::: Records provided :::

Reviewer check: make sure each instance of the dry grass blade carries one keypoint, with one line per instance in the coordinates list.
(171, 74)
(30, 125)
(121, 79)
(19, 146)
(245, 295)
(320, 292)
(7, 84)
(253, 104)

:::

## Task goal
The lines above should be duplicated exactly.

## Expected answer
Reviewer check: make sure each instance of the dry grass blade carries one keypoint, with one line per instance in the coordinates list.
(171, 74)
(30, 125)
(121, 79)
(19, 146)
(245, 295)
(320, 292)
(7, 84)
(253, 104)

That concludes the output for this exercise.